[DATA PROVIDED]
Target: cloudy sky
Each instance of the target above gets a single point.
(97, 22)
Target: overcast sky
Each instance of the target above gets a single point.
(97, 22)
[/DATA PROVIDED]
◆ EXERCISE BRIEF
Reproduce the lines of the entries above exactly, but only from the line containing "Target: overcast sky" through the final line.

◆ RESPONSE BELOW
Target: overcast sky
Each instance of the target above gets a single point.
(97, 22)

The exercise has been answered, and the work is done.